**EXERCISE REQUIREMENTS:**
- A) In the passage about the CCRF, how many grants has the CCRF funded since its inception?
- B) Rewrite the passage about the CCRF from "One such child" up to and including "his Angels uniform.", replacing "Angels" with "Dodgers".

Since its inception, the CCRF has funded 24 grants, providing seed money to help young researchers get their projects out of the lab and into clinical trials. One leukemia breakthrough was cited in the prestigious New England Journal of Medicine. The CCRF has also funded a playroom at the Los Angeles Ronald McDonald House, a play therapy assistant position at UCLA Medical Center and a summer school program for young UC San Diego Medical Center patients.

“Matti is an amazing person as far as the ideas she comes up with,” says Dr. Stuart E. Siegel, vice chairman of the department of pediatrics at USC School of Medicine, head of the hematology-oncology division at Childrens Hospital and chairman of CCRF’s national medical advisory board. “I see her at events, or in the playroom, and she radiates positive energy. The kids can read that and respond to it. She can get them motivated to do just about anything. That same energy is what characterizes her involvement with different projects.”

One such child was Jonathan De Young of Covina, who was 8 in 1993 when Contopulos made it possible for him to be a California Angels bat boy for a day and to ride on a Hollywood Christmas Parade float. He died the next year. Says his mother, Dody, “He and Matti clicked. She’s such a warm person. That she still remembers us and is involved with us after we lost Jonathan is remarkable.”

Perhaps the most poignant testament to Contopulos comes from Jonathan himself. At his request, he was buried in his Angels uniform.

[Source records]

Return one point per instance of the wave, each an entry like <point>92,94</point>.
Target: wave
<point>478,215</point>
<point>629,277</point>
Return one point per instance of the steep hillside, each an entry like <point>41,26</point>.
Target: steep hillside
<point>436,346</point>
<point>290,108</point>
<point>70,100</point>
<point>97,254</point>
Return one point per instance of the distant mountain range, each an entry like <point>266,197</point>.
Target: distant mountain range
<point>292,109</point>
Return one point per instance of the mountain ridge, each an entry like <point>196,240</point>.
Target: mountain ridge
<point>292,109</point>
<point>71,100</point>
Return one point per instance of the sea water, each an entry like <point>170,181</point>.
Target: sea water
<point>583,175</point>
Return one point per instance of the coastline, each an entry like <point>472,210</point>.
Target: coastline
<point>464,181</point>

...

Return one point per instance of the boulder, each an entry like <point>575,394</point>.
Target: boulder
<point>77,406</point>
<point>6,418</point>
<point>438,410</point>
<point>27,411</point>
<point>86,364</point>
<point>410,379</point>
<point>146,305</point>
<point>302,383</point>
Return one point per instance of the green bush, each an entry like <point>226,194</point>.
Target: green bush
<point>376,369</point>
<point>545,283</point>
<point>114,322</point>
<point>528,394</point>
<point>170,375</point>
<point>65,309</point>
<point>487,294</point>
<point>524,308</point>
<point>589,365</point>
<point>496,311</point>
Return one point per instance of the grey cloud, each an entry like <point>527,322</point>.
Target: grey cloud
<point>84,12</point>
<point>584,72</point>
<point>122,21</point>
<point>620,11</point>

* * *

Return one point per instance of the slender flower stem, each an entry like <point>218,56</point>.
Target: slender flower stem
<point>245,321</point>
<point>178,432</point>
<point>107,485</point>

**SOLUTIONS:**
- A) 24 grants

- B)
One such child was Jonathan De Young of Covina, who was 8 in 1993 when Contopulos made it possible for him to be a California Dodgers bat boy for a day and to ride on a Hollywood Christmas Parade float. He died the next year. Says his mother, Dody, “He and Matti clicked. She’s such a warm person. That she still remembers us and is involved with us after we lost Jonathan is remarkable.”

Perhaps the most poignant testament to Contopulos comes from Jonathan himself. At his request, he was buried in his Dodgers uniform.